%%

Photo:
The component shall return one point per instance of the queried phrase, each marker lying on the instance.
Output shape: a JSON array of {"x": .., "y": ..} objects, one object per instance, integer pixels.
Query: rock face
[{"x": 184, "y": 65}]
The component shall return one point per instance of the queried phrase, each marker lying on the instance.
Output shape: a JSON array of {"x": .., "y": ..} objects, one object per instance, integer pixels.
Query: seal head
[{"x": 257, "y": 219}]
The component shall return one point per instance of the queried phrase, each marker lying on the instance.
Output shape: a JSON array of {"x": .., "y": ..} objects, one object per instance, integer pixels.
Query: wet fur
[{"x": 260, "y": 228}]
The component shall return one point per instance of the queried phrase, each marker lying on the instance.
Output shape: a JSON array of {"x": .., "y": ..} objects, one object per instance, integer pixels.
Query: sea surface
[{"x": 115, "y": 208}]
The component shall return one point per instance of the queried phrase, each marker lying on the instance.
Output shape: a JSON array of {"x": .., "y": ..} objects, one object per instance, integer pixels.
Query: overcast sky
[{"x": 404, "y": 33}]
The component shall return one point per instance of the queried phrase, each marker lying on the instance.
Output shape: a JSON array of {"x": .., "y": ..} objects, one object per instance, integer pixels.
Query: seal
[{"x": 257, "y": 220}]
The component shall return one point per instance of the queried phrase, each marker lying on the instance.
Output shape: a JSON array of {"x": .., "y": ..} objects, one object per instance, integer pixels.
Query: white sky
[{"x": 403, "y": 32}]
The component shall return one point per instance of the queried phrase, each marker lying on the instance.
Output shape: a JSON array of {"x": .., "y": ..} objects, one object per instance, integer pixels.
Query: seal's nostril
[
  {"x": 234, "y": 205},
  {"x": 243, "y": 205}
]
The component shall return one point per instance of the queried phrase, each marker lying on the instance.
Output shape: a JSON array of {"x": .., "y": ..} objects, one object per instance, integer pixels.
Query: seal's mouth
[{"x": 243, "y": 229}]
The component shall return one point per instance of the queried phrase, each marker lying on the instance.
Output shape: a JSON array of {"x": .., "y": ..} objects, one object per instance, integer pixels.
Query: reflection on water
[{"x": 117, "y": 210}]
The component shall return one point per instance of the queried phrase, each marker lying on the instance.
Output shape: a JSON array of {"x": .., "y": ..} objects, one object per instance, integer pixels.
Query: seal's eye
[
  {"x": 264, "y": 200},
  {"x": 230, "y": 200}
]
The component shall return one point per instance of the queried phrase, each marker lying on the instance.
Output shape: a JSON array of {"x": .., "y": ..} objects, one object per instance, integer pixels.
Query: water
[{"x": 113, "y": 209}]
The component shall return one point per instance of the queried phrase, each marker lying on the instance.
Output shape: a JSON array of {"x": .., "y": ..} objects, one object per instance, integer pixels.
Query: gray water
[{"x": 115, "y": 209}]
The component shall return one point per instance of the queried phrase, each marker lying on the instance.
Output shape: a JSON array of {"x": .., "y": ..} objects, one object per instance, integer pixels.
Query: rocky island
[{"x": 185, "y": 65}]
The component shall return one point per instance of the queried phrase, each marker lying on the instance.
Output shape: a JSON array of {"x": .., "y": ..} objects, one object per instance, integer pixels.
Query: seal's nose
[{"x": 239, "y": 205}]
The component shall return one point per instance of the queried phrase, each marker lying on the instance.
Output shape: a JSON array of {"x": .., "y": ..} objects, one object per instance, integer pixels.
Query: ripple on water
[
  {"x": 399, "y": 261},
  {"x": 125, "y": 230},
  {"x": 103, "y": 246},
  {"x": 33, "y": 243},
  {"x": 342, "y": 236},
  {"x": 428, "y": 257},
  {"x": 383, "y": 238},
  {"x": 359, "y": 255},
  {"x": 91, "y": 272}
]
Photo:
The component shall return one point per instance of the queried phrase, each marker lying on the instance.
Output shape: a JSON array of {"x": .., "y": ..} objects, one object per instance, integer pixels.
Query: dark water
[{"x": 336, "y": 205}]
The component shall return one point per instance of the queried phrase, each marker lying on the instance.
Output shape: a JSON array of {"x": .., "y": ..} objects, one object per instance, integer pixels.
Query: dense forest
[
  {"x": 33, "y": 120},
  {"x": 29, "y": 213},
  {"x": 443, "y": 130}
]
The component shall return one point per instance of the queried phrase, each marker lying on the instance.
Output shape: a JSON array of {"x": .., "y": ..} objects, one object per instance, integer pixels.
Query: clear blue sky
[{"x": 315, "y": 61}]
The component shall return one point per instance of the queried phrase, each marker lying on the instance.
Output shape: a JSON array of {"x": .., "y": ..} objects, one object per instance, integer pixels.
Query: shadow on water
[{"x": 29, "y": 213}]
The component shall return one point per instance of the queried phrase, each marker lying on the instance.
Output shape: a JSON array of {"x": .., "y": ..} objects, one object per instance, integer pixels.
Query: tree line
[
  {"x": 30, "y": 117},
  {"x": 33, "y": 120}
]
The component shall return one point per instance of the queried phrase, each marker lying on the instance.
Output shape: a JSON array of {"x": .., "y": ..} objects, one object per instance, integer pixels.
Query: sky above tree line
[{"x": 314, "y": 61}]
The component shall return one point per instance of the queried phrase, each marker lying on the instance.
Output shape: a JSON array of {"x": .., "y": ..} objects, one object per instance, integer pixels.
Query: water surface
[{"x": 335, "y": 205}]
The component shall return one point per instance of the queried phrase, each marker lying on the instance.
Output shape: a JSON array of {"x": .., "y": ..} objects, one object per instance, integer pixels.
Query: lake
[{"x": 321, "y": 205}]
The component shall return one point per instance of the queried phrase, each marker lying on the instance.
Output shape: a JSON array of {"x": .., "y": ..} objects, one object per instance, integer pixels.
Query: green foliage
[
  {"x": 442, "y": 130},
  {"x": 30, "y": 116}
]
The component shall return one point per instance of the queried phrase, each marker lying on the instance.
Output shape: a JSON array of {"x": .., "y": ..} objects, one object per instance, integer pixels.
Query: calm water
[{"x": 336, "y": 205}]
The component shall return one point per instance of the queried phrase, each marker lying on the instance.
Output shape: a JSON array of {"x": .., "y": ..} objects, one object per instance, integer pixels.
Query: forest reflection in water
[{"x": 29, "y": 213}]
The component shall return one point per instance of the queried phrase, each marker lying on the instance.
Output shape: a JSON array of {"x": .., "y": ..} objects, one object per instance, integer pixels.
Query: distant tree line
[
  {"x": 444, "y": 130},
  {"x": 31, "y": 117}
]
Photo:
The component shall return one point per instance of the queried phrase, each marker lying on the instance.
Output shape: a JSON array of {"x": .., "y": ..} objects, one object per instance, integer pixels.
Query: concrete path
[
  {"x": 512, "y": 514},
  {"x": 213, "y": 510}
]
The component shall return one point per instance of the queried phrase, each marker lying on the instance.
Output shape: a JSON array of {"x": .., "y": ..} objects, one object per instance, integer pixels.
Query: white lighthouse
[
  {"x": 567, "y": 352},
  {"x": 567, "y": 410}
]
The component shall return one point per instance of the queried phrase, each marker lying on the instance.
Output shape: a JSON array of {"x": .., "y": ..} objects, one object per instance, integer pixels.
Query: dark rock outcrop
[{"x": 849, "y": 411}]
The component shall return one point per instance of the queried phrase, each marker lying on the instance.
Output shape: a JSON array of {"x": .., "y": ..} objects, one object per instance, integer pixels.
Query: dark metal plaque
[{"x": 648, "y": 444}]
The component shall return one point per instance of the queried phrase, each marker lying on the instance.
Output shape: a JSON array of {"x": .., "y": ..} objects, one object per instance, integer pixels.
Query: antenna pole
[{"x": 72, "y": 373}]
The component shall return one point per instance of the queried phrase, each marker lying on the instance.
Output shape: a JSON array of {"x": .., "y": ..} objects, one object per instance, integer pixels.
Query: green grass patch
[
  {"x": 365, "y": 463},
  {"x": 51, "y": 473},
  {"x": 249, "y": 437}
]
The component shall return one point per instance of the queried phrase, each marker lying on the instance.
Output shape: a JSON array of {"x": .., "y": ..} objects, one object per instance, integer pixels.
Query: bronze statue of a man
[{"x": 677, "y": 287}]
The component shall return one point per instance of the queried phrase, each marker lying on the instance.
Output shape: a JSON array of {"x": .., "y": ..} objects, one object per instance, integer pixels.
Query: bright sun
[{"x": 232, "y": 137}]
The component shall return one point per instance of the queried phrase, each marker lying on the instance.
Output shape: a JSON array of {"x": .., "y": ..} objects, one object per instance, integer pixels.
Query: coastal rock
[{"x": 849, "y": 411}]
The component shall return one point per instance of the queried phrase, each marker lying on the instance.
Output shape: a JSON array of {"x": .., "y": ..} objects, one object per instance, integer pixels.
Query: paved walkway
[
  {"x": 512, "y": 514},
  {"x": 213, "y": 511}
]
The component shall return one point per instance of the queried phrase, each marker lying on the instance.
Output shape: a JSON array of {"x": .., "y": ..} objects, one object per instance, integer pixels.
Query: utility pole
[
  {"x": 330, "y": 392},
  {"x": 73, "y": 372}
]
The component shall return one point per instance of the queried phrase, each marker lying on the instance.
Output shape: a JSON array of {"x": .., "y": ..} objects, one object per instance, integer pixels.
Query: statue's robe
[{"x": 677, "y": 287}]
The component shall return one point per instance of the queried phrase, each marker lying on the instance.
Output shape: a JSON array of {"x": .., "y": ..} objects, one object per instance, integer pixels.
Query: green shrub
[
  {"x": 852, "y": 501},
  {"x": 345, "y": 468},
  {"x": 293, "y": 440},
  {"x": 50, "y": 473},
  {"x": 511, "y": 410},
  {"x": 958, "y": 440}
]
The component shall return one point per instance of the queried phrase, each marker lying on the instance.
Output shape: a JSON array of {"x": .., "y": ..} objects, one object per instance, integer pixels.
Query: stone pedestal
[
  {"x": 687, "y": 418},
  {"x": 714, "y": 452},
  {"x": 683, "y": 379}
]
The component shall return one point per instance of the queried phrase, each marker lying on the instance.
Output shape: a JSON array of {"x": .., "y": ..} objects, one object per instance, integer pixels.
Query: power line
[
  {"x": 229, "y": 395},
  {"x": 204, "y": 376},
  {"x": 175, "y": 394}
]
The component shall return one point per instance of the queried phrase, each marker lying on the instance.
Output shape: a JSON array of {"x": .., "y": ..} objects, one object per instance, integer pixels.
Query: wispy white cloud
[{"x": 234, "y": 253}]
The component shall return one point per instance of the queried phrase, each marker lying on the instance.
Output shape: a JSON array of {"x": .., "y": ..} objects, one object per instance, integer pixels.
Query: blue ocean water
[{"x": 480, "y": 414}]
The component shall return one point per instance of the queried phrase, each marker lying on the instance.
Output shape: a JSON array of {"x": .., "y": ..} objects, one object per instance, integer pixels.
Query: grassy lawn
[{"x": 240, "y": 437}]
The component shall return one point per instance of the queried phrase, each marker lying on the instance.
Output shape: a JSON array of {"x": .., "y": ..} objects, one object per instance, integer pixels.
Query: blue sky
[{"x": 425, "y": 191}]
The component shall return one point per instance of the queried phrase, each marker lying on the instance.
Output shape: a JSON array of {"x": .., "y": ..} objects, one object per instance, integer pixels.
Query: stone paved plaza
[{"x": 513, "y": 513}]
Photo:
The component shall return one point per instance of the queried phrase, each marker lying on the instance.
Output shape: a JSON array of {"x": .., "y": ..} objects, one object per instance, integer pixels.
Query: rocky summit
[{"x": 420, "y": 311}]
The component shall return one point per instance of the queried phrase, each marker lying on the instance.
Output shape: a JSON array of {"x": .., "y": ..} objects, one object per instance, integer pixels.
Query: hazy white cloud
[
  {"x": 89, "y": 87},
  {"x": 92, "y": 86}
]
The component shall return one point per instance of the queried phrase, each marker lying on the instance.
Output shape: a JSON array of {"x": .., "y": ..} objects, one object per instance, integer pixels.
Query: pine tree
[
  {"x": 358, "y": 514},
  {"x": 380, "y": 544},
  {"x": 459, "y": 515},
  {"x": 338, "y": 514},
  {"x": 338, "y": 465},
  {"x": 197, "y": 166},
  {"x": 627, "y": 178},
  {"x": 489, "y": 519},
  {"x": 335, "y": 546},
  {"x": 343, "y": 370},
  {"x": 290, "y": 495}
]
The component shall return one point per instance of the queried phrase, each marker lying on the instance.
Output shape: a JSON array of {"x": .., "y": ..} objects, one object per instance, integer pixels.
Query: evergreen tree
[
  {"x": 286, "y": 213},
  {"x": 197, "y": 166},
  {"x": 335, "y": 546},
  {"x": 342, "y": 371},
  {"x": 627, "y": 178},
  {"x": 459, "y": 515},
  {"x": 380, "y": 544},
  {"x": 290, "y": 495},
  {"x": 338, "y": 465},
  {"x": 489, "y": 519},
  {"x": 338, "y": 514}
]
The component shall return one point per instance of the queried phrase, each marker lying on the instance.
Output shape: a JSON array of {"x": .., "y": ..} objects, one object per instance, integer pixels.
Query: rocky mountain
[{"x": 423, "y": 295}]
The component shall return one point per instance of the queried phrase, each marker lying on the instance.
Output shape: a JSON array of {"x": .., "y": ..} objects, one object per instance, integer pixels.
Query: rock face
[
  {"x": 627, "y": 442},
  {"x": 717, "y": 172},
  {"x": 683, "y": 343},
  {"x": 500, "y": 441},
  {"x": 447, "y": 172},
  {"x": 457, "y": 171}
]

%%

## EXERCISE
From the items above, pull every line that contains the string "surface", matching capitalization exactly.

## OUTPUT
Query: sea surface
Query: water surface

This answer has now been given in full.